## begin Given entries
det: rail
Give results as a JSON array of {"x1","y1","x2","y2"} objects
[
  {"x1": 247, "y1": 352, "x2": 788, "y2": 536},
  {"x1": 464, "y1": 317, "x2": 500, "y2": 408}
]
## end Given entries
> [Problem statement]: Could you rewrite the items above with "results" swapped for "outputs" and every other line unchanged?

> [Solution]:
det: rail
Give outputs as a JSON array of {"x1","y1","x2","y2"} objects
[
  {"x1": 247, "y1": 352, "x2": 788, "y2": 536},
  {"x1": 464, "y1": 317, "x2": 500, "y2": 408}
]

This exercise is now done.